### PAGE EXTRACT
How Our Minds Tell Fact from “Fake News”

In a world of “alternative facts” and identity hackers, science writer Sharon Begley explores the science of how our minds determine if something is true.

Stocksy

The email seems to offer a solution to a problem you weren’t sure you had but that you’d heard of: Spy Wiper has found a long list of malware, spyware, and other threats on your computer, but if you call the toll-free phone number, a technician—who has kindly asked for remote access to your computer—will walk you through the steps needed to disinfect your machine.

You might think you’re too smart to be swindled by this or other scams. But not everyone is so fortunate. Microsoft estimates that this and similar tech scams (which in fact either upload malware to your computer, charge hundreds of dollars to remove nonexistent or planted bugs, or exploit the access you’ve provided to steal your identity or financial information) net their perpetrators $1.5 billion a year. Facebook “love scams,” in which criminals posing as US service members prey on the credulous and soft-hearted and get people to wire money so they can fly back to the US, netted $362 million in 2018. Some victims—well-educated, productive members of their communities—have lost tens of thousands of dollars to this fraud.

### WRITTEN REQUEST 1
Reproduce the article on telling fact from fake news in full, word for word.

### DATA TO USE
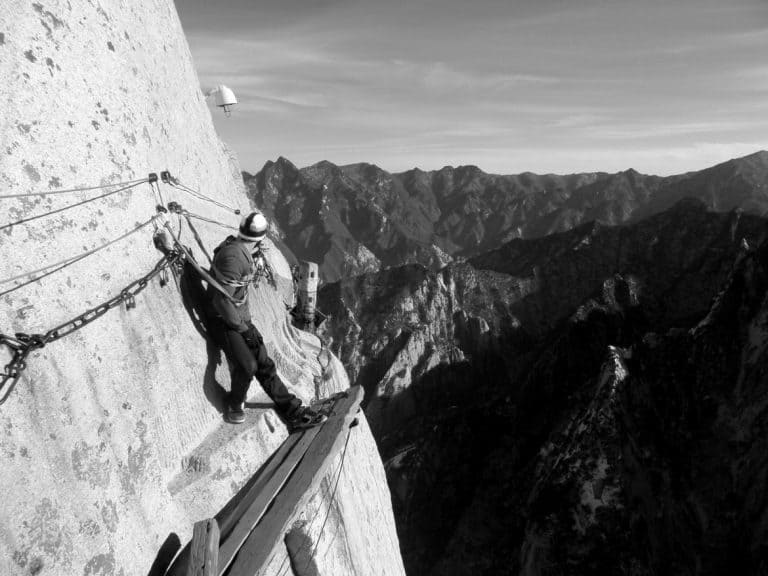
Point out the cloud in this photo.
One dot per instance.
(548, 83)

---

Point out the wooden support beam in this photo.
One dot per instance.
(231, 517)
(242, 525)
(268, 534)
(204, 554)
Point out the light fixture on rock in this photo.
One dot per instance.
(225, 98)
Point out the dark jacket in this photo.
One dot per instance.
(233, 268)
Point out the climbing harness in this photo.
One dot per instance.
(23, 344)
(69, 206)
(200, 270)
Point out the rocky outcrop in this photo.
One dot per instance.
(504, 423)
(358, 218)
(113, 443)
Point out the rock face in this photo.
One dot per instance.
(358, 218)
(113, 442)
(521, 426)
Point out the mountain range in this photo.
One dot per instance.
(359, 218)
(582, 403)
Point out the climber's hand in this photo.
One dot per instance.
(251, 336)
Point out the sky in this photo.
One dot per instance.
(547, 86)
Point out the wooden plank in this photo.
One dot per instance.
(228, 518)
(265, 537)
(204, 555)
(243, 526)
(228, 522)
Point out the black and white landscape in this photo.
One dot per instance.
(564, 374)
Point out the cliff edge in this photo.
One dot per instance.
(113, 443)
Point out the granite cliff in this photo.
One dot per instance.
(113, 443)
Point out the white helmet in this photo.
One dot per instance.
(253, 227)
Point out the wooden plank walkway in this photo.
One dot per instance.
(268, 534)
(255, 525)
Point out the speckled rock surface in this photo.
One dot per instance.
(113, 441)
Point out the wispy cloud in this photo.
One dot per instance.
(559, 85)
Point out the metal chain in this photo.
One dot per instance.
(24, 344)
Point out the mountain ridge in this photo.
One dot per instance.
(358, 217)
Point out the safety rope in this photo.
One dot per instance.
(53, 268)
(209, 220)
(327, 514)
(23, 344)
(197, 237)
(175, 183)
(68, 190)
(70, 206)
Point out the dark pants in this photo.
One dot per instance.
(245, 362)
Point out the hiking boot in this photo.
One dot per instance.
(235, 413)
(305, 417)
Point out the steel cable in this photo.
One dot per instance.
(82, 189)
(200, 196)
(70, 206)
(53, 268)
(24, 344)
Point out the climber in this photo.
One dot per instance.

### WRITTEN REQUEST 2
Pick out every line in the listing that contains the word "cliff".

### EXERCISE RESPONSE 1
How Our Minds Tell Fact from “Fake News”

In a world of “alternative facts” and identity hackers, science writer Sharon Begley explores the science of how our minds determine if something is true.

Stocksy

The email seems to offer a solution to a problem you weren’t sure you had but that you’d heard of: Spy Wiper has found a long list of malware, spyware, and other threats on your computer, but if you call the toll-free phone number, a technician—who has kindly asked for remote access to your computer—will walk you through the steps needed to disinfect your machine.

You might think you’re too smart to be swindled by this or other scams. But not everyone is so fortunate. Microsoft estimates that this and similar tech scams (which in fact either upload malware to your computer, charge hundreds of dollars to remove nonexistent or planted bugs, or exploit the access you’ve provided to steal your identity or financial information) net their perpetrators $1.5 billion a year. Facebook “love scams,” in which criminals posing as US service members prey on the credulous and soft-hearted and get people to wire money so they can fly back to the US, netted $362 million in 2018. Some victims—well-educated, productive members of their communities—have lost tens of thousands of dollars to this fraud.

### EXERCISE RESPONSE 2
Point out the cliff edge in this photo.
Point out the granite cliff in this photo.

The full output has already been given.